* _Source data_
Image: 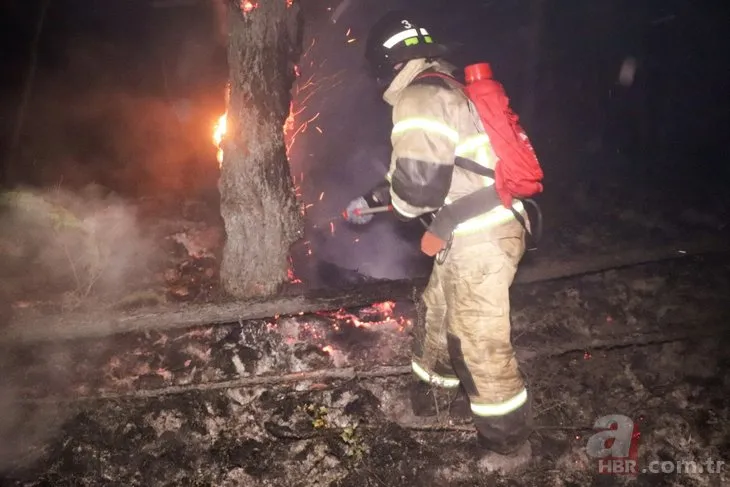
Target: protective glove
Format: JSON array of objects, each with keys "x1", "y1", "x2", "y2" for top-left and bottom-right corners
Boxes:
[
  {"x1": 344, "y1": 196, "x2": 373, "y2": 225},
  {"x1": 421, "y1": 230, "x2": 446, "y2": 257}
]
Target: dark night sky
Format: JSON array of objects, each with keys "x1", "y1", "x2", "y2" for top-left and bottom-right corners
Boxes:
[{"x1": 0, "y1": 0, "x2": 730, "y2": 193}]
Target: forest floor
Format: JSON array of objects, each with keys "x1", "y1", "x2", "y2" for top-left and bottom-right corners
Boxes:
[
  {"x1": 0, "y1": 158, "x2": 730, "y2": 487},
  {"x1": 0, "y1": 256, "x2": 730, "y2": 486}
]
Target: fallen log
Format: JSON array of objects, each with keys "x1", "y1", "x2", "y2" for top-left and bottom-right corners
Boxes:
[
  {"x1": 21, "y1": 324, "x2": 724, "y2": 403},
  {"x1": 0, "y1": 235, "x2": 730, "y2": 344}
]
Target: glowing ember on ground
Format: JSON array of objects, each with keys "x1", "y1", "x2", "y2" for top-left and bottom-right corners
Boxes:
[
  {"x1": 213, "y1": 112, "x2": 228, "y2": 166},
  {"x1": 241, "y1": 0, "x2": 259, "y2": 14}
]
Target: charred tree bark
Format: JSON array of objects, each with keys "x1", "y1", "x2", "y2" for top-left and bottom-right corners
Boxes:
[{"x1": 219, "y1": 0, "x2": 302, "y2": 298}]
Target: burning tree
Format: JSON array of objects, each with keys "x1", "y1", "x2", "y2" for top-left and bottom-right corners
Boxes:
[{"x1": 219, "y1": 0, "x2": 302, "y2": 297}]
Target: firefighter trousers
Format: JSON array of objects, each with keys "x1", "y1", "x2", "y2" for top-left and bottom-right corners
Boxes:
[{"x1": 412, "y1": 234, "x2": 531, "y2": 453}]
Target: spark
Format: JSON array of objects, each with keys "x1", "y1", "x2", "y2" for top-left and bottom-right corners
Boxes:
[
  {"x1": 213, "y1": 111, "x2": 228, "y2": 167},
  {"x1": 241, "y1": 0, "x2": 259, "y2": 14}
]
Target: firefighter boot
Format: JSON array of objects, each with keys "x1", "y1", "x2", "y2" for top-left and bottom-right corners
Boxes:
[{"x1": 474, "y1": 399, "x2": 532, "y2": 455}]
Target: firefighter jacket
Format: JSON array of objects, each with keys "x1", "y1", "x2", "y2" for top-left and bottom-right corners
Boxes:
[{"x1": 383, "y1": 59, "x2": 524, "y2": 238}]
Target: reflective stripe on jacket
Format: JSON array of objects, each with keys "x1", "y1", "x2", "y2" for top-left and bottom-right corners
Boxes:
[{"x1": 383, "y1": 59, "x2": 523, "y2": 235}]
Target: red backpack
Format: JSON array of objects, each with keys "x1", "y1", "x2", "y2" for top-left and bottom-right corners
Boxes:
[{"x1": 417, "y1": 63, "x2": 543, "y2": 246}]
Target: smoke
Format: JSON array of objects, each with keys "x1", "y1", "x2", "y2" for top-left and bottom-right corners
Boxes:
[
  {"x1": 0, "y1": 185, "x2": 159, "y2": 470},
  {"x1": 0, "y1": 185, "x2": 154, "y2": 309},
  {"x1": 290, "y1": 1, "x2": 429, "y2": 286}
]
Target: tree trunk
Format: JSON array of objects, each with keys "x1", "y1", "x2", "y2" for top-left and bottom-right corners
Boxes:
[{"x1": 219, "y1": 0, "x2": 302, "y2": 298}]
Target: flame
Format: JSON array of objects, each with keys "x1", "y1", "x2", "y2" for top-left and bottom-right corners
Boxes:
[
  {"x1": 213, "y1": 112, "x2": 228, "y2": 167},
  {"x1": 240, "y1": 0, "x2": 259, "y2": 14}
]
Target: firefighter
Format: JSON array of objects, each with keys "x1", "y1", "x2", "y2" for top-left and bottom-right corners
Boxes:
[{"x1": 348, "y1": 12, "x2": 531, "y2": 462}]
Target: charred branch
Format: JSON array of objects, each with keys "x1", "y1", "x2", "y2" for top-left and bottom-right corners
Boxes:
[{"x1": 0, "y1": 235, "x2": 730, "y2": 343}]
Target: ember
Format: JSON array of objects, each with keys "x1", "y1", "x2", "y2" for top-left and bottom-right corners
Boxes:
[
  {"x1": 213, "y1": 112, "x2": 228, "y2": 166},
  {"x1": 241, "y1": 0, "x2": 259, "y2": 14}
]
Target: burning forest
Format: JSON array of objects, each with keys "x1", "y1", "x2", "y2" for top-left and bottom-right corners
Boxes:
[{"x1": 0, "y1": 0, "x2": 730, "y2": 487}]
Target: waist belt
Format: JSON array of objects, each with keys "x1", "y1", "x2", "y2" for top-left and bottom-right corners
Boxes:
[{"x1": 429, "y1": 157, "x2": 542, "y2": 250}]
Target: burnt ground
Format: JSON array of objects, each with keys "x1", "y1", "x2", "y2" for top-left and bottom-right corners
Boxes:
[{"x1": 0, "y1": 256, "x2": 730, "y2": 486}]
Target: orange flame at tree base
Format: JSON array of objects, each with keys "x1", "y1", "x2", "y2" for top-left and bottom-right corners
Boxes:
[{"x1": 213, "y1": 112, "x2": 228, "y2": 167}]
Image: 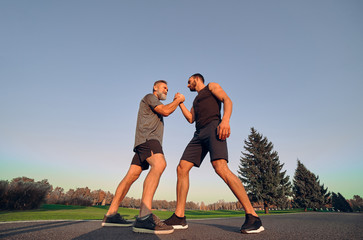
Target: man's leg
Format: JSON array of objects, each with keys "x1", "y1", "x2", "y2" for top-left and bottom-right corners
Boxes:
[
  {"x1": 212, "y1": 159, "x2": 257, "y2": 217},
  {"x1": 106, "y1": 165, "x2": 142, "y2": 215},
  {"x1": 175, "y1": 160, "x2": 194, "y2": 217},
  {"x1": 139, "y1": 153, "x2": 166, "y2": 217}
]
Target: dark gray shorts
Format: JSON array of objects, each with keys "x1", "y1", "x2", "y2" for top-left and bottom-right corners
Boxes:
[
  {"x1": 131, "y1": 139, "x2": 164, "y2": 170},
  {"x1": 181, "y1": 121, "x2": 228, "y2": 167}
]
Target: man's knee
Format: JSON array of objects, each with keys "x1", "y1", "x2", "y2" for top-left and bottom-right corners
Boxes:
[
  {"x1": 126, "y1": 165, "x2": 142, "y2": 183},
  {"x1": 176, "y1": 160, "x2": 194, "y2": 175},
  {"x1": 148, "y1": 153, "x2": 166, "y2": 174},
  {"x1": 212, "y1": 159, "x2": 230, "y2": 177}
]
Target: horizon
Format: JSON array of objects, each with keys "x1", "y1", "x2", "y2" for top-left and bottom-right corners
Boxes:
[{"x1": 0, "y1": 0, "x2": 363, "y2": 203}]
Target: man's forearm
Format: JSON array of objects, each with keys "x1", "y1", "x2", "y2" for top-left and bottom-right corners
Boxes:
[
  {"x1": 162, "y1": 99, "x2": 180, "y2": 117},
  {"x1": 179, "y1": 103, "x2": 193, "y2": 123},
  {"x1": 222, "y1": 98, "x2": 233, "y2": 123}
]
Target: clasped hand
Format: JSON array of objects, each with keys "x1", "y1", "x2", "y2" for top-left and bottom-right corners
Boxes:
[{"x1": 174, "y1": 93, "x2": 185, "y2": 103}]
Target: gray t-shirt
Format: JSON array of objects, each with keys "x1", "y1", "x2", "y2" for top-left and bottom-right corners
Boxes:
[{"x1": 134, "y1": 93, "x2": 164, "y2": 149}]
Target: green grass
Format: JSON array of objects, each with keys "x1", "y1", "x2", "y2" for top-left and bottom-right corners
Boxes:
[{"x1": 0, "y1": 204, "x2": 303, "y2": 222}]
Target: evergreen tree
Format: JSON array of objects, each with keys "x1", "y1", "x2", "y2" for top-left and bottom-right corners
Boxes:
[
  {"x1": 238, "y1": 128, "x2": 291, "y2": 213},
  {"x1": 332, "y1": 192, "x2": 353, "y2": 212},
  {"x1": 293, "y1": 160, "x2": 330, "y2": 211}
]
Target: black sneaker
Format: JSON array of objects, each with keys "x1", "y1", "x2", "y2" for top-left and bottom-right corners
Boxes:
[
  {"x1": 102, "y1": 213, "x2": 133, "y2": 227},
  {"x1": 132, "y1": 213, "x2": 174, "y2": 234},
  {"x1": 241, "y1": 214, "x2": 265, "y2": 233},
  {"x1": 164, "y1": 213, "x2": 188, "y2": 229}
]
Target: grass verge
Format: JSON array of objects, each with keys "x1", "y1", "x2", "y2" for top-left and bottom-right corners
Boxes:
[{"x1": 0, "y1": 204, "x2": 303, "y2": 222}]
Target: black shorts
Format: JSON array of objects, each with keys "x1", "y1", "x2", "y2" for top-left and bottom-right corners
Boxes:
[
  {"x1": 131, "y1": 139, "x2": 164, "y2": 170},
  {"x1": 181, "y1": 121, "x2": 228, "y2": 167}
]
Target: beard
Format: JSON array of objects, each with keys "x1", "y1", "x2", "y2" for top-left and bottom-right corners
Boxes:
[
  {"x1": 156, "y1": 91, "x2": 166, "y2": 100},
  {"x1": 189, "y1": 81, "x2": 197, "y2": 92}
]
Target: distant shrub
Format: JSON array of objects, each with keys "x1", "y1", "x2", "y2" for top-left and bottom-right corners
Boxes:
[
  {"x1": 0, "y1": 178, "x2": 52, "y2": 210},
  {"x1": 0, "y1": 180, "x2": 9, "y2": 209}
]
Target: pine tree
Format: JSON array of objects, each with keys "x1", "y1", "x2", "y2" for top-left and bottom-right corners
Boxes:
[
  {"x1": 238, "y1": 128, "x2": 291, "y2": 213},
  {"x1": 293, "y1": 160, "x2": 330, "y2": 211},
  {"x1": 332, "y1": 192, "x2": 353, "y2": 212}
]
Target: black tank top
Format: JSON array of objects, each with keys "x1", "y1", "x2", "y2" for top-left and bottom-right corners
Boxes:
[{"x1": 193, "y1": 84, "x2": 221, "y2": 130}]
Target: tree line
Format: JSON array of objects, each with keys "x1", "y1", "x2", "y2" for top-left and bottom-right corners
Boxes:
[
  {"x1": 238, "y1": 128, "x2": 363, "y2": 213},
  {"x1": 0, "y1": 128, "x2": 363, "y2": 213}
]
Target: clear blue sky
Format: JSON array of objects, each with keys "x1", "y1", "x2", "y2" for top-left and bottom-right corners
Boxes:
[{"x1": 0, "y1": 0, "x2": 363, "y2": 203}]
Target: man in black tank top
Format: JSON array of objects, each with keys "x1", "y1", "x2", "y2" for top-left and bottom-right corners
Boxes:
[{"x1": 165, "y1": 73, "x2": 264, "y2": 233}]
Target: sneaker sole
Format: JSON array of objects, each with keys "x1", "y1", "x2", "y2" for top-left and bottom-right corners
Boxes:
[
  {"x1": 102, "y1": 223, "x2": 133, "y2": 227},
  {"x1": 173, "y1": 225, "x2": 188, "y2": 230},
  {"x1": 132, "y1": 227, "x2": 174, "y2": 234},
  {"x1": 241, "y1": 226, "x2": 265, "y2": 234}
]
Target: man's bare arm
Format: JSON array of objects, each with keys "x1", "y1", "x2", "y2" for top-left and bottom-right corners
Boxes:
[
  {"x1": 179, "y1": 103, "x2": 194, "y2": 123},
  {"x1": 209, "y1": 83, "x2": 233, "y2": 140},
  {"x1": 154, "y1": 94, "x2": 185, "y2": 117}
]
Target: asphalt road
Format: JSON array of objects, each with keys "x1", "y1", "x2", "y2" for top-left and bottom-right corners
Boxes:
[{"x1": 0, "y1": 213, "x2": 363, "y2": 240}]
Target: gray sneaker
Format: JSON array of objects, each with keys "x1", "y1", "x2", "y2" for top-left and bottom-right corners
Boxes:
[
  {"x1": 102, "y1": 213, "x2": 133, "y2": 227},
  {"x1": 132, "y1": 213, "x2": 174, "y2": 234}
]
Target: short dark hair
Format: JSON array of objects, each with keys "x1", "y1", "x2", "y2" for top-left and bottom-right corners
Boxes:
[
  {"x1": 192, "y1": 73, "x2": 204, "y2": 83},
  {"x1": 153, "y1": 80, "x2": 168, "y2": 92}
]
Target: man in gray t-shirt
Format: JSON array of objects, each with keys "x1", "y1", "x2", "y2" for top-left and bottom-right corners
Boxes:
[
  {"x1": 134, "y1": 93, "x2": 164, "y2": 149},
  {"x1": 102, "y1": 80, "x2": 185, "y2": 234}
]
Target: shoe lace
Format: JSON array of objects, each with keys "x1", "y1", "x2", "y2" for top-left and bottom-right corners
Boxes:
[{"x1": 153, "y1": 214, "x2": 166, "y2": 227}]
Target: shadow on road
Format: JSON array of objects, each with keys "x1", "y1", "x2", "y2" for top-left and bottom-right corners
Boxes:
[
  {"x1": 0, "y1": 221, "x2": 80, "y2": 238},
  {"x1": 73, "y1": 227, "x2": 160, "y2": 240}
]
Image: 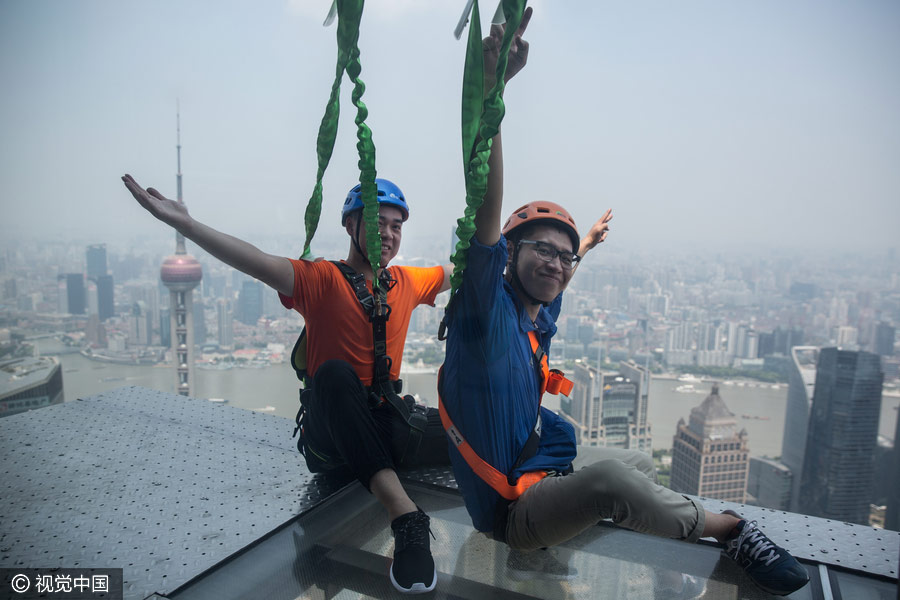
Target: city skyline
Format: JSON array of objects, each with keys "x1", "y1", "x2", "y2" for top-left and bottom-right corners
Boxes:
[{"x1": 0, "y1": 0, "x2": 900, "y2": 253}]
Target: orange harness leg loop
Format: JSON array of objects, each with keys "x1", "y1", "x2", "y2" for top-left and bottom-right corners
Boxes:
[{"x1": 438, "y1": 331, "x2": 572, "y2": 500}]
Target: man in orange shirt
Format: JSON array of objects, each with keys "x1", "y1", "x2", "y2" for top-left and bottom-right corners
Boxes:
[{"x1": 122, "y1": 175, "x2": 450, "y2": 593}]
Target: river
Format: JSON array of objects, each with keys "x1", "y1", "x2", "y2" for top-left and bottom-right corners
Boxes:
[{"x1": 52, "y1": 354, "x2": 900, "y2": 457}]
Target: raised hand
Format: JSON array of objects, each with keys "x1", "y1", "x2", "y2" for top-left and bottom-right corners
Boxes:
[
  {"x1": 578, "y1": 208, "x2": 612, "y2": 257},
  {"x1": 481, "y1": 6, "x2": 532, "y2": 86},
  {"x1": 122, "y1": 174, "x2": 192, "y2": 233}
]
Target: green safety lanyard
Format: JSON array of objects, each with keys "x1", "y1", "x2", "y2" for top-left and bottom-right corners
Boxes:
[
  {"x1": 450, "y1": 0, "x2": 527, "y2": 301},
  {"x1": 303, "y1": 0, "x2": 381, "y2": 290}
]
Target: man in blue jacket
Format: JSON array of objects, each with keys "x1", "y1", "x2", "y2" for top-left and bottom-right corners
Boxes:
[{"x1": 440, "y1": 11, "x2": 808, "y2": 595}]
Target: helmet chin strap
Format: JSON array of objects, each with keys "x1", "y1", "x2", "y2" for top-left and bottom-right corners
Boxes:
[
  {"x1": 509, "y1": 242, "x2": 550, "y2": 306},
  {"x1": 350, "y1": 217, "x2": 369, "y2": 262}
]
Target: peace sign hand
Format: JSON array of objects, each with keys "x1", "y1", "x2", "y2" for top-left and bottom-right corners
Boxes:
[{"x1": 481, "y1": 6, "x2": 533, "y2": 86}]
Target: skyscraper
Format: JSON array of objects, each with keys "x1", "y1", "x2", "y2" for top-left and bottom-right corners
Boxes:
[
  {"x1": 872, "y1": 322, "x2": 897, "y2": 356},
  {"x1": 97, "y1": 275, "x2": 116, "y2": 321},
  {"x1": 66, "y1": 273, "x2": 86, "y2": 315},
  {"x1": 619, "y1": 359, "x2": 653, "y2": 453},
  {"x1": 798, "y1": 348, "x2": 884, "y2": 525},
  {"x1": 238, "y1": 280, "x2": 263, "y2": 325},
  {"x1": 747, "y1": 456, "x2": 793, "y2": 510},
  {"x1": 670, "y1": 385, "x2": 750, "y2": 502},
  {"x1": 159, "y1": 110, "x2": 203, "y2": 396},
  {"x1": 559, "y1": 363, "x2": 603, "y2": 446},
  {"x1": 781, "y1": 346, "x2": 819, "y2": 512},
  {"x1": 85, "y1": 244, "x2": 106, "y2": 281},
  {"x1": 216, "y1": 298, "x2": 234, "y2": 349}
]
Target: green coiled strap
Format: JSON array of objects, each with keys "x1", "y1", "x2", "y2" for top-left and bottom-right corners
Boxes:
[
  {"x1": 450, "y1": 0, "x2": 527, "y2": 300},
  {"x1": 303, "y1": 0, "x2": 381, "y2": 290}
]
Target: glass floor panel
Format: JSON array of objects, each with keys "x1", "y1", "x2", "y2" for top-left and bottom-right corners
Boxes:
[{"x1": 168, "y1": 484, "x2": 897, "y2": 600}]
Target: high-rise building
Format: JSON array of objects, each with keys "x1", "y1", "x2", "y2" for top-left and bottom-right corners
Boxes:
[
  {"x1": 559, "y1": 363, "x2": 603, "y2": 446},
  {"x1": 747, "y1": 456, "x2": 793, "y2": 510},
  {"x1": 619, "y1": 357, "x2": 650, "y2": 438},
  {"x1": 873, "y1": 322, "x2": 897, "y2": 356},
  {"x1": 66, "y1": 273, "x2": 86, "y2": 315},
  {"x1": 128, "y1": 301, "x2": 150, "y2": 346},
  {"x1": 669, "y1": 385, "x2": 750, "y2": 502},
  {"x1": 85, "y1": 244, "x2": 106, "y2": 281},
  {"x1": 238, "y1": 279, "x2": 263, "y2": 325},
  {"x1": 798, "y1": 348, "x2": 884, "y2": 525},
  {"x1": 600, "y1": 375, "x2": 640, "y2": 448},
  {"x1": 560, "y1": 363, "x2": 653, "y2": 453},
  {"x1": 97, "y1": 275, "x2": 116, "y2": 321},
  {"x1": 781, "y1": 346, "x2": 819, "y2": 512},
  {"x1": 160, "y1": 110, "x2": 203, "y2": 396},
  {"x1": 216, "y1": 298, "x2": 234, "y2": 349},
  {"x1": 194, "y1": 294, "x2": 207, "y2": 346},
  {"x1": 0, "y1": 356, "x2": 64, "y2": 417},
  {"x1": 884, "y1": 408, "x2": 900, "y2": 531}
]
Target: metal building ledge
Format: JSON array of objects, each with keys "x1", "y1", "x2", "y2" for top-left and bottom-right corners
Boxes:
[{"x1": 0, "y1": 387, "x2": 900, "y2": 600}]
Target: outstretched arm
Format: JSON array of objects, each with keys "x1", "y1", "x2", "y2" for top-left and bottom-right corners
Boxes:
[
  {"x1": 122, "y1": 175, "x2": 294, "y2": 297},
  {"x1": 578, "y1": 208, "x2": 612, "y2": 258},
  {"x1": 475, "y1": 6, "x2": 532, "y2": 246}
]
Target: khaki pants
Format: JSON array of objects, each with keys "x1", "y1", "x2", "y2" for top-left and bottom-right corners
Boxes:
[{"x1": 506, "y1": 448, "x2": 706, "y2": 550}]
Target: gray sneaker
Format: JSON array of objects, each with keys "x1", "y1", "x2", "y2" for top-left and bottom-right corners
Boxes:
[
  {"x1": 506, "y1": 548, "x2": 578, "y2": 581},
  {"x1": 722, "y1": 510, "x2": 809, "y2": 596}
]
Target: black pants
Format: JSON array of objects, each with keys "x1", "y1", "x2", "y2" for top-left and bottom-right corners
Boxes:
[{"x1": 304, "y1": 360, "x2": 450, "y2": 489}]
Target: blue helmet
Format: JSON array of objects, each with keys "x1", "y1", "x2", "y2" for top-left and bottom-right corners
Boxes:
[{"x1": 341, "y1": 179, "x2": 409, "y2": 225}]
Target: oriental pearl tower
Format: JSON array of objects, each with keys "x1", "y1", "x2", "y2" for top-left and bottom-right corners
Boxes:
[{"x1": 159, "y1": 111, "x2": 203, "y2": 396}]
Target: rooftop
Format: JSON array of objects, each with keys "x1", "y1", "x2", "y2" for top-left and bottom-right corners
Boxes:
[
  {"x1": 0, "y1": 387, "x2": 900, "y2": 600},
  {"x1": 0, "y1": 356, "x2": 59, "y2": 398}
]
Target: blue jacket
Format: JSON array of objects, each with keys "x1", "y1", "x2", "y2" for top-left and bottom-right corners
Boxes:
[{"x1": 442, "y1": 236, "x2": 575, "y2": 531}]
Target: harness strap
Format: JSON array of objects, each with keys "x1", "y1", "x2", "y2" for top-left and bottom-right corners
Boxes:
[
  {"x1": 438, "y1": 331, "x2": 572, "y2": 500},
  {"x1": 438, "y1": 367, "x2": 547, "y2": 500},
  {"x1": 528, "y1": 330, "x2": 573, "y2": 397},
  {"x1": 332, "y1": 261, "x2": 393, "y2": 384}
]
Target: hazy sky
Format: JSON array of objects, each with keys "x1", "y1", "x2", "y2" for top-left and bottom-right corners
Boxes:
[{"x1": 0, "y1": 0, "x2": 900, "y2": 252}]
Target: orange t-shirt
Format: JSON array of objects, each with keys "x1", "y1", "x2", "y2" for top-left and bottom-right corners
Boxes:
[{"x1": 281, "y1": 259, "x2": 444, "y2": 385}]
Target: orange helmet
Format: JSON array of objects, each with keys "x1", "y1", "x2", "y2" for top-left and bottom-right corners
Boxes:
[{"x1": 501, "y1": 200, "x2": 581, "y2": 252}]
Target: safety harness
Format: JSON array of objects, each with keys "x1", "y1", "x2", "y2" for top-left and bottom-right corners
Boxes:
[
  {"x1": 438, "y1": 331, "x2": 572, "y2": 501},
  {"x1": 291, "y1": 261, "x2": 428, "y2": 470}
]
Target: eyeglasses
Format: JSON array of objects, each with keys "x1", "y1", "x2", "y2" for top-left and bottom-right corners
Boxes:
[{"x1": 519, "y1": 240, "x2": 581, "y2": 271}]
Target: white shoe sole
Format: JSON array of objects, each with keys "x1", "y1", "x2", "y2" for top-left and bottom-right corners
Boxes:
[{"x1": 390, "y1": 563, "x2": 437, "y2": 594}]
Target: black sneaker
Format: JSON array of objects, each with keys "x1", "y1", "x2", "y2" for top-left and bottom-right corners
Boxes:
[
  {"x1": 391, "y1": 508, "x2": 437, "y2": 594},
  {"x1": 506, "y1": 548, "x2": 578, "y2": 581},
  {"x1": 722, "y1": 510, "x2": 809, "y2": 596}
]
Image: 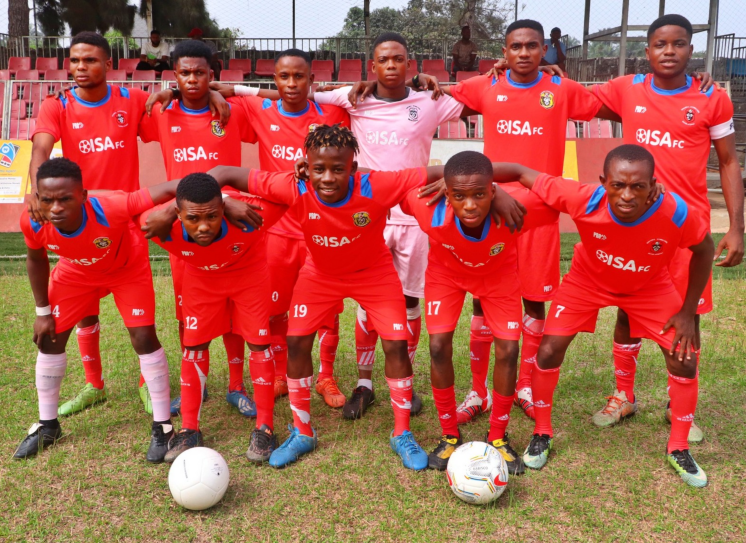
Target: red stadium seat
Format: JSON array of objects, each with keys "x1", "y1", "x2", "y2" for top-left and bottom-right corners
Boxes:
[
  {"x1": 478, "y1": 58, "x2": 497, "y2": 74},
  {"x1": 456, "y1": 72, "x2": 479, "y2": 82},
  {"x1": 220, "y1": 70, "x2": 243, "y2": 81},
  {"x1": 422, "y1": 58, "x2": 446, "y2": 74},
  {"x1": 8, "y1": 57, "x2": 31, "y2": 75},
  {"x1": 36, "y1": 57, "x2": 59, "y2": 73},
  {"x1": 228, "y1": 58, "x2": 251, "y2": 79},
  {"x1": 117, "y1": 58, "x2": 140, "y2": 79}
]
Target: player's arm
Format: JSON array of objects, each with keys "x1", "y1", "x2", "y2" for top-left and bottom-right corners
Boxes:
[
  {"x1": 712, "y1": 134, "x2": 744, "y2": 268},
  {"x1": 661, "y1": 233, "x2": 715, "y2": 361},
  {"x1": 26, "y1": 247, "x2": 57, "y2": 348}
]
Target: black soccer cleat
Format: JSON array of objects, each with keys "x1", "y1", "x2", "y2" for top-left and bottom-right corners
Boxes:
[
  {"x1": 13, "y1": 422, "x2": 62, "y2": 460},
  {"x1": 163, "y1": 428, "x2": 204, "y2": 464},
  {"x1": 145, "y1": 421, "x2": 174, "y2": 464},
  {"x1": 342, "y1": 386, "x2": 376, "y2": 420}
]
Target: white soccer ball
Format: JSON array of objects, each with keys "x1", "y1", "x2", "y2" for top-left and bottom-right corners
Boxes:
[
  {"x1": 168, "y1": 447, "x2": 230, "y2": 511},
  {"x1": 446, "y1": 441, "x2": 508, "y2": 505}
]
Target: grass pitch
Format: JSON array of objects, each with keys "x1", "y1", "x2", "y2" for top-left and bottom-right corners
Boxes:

* _Goal of the exercise_
From the material above, please return each line that contains the word "ground".

* _Correct output_
Target: glowing ember on ground
Target: burnt ground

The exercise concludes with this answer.